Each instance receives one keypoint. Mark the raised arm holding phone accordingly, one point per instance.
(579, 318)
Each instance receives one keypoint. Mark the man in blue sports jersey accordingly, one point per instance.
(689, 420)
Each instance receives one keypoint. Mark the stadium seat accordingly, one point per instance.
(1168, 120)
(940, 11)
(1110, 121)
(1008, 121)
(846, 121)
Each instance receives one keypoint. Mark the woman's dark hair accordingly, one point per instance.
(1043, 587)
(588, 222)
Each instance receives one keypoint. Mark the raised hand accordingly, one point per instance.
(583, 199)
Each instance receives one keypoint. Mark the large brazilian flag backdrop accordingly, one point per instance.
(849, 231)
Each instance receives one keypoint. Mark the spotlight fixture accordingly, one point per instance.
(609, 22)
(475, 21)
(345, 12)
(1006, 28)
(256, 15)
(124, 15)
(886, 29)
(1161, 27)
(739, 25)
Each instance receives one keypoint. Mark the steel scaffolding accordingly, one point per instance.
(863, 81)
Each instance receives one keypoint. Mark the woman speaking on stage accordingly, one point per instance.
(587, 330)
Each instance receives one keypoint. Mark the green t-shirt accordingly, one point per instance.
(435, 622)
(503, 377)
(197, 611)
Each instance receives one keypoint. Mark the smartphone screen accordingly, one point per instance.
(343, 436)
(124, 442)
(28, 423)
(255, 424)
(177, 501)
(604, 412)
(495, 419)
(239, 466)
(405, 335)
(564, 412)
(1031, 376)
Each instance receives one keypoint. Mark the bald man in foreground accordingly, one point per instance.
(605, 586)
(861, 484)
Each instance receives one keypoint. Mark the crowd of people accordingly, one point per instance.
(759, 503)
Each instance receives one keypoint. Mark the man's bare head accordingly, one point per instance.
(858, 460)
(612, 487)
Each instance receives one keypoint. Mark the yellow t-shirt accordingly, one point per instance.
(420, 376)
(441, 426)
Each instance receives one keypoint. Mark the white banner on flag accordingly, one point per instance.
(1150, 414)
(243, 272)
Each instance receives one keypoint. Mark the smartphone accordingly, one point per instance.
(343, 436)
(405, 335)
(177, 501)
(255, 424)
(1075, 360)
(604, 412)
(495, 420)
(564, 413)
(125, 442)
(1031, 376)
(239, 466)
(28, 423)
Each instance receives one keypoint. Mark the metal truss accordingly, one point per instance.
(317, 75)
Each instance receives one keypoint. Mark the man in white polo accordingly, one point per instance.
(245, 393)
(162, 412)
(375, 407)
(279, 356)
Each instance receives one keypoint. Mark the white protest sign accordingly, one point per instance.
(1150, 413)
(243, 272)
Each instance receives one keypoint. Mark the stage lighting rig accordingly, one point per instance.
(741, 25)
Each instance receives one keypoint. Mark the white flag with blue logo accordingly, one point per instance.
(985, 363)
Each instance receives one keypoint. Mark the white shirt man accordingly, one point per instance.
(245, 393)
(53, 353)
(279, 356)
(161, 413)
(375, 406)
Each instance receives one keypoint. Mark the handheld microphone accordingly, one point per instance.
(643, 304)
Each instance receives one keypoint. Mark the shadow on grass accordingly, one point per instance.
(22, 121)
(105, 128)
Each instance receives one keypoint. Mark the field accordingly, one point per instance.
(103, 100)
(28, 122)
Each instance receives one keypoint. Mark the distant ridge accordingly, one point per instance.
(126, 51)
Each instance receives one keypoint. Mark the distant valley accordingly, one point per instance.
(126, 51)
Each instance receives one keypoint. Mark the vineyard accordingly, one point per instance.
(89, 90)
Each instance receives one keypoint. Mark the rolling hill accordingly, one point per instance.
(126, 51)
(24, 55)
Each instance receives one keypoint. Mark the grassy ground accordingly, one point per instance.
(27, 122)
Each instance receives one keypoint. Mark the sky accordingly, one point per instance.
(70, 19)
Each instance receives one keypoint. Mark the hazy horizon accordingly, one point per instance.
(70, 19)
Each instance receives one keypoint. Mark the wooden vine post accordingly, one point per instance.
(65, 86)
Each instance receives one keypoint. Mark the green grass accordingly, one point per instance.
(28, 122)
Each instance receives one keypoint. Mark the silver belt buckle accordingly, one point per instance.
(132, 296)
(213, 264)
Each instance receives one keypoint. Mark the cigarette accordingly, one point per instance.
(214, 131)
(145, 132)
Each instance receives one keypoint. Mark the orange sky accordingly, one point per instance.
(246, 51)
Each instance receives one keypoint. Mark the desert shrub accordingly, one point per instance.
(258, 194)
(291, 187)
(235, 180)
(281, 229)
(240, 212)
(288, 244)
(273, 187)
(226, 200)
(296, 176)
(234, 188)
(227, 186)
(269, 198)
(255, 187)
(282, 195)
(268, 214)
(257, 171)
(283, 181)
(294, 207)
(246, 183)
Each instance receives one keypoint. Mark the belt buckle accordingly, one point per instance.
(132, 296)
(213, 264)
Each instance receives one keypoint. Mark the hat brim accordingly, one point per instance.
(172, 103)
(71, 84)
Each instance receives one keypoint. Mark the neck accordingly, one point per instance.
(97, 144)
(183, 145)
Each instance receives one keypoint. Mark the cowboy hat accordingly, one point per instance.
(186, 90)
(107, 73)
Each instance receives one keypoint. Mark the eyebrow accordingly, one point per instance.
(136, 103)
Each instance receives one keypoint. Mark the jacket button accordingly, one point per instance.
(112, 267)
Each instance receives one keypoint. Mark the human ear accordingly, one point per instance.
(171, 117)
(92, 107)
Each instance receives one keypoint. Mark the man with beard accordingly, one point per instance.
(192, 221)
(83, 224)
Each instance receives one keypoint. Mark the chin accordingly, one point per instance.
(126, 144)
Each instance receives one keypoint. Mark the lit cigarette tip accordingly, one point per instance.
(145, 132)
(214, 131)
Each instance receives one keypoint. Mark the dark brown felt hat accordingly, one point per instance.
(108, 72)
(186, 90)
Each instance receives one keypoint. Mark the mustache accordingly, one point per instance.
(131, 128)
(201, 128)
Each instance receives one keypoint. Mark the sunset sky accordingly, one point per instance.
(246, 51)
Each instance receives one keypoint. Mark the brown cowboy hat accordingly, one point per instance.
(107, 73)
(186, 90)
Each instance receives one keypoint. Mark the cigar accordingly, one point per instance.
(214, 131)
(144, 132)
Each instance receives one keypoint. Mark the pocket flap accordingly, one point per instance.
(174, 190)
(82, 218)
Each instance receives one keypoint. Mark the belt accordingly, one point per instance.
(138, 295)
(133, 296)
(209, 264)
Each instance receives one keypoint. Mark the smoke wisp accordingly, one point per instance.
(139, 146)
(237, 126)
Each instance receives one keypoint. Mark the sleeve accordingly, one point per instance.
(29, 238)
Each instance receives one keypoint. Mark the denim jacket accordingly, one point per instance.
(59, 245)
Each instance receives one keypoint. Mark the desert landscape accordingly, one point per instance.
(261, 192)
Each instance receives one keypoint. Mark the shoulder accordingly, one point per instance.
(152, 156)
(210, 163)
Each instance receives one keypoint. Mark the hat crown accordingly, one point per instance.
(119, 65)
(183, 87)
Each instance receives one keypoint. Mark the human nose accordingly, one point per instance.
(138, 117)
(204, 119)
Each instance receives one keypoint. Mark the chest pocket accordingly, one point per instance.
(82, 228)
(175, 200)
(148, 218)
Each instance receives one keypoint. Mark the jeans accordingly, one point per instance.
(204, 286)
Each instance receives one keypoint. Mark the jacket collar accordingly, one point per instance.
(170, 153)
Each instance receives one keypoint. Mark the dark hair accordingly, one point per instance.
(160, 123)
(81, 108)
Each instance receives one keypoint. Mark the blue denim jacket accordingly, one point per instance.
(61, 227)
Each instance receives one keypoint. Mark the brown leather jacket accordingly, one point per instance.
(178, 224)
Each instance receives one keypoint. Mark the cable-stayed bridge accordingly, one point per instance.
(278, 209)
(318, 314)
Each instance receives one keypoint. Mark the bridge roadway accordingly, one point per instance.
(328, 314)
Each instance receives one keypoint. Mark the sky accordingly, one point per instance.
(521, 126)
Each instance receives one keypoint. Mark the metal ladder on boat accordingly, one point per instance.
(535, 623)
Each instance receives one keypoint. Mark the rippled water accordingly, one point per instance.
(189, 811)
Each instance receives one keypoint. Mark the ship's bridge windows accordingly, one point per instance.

### TASK INSTRUCTIONS
Take the line that contains "Each instance receives one keypoint. Mark the jeans" and every line after it through the end of the listing above, and repeat them exactly.

### EXPECTED ANSWER
Each instance receives one keypoint. Mark the jeans accordingly, one point per instance.
(204, 286)
Each instance receives one keypoint. Mark the jacket collar accordingly, one point per instance.
(170, 153)
Each instance receives one keypoint. Mark the dark hair accordingly, one point per instance.
(160, 123)
(81, 108)
Each instance receives one keypoint. Mark the blue denim jacket accordingly, one point per instance.
(61, 227)
Each instance receives one keypoint. Mark the brown leather jacket accordingly, one point per instance.
(178, 224)
Each instance receives one keypoint. Mark the cable-stayed bridge accordingly, one point per instance.
(278, 209)
(318, 314)
Each instance receives one keypoint. Mark the bridge roadway accordingly, one point per instance.
(328, 314)
Each instance receives one keypoint. Mark the sky accordingly, one point per instance.
(521, 126)
Each instance receives one keypoint. Mark the metal ladder on boat accordingly, one point per instance.
(535, 623)
Each instance receives one keypoint. Mark the rippled water accordingly, one point per instance.
(189, 811)
Each instance receives one keypoint. Mark the ship's bridge windows accordingly, one point per instance.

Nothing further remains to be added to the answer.